* _DATA EXTRACTS_
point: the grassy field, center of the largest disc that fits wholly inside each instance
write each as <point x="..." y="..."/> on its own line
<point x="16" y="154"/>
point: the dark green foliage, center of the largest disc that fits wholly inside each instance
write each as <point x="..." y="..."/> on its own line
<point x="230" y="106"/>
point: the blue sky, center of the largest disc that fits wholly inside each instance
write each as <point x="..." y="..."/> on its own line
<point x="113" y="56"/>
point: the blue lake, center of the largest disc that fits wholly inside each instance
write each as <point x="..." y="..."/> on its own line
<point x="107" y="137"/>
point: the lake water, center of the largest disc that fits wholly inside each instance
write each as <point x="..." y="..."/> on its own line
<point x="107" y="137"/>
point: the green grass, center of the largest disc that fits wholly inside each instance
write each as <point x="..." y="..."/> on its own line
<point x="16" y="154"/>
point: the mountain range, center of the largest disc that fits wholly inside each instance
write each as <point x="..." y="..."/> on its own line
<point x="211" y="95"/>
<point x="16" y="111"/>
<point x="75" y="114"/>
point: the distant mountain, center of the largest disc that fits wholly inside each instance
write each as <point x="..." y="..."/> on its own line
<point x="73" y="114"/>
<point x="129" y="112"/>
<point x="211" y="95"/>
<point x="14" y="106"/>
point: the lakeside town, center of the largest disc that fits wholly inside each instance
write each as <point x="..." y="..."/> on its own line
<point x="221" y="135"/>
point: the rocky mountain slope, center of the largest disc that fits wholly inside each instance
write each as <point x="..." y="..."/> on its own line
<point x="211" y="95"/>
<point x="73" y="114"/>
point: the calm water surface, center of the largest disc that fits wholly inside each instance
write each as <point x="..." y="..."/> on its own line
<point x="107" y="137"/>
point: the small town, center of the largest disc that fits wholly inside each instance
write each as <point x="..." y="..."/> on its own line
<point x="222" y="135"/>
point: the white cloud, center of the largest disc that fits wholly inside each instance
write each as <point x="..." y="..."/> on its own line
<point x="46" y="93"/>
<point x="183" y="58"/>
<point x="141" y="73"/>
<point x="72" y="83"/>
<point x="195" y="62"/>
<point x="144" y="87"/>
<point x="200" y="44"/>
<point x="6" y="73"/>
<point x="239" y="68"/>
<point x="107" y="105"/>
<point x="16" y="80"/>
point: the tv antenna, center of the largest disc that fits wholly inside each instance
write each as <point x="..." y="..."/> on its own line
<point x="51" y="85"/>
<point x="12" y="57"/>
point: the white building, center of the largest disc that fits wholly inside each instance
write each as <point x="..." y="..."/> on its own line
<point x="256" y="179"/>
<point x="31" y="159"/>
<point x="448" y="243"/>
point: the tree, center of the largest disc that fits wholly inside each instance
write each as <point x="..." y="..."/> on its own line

* _WHAT NEEDS TO BE DONE_
Respond with an exact reproduction of the lines running from the one that contains "point: the rocky" through the end of the material.

* _ANSWER TO THIS PROBLEM_
point: the rocky mountain slope, center of the largest disc that fits wholly inside each instance
write each as <point x="..." y="..."/> on its own line
<point x="211" y="95"/>
<point x="73" y="114"/>
point: the calm water surface, center of the largest disc that fits wholly inside each instance
write each as <point x="..." y="..."/> on its own line
<point x="107" y="137"/>
point: the small town, center of the largest disc that fits wholly inside each instance
write each as <point x="..." y="..."/> on its own line
<point x="222" y="135"/>
point: the white cloud, center of the largest disc that fits wholly inside each instance
write each as <point x="..." y="..."/> on its own line
<point x="46" y="93"/>
<point x="183" y="58"/>
<point x="141" y="73"/>
<point x="72" y="83"/>
<point x="195" y="62"/>
<point x="144" y="87"/>
<point x="200" y="44"/>
<point x="6" y="73"/>
<point x="239" y="68"/>
<point x="107" y="105"/>
<point x="16" y="80"/>
point: the tv antenna, center of the largest disc that fits wholly inside each instance
write each as <point x="..." y="..."/> on its own line
<point x="51" y="85"/>
<point x="12" y="57"/>
point: the white building, center of the largest disc that fits wholly inside each instance
write each as <point x="..." y="..."/> on its own line
<point x="256" y="179"/>
<point x="31" y="159"/>
<point x="448" y="243"/>
point: the tree, center of the largest disc that fits wholly inside each instance
write each as <point x="..." y="..."/> on its own line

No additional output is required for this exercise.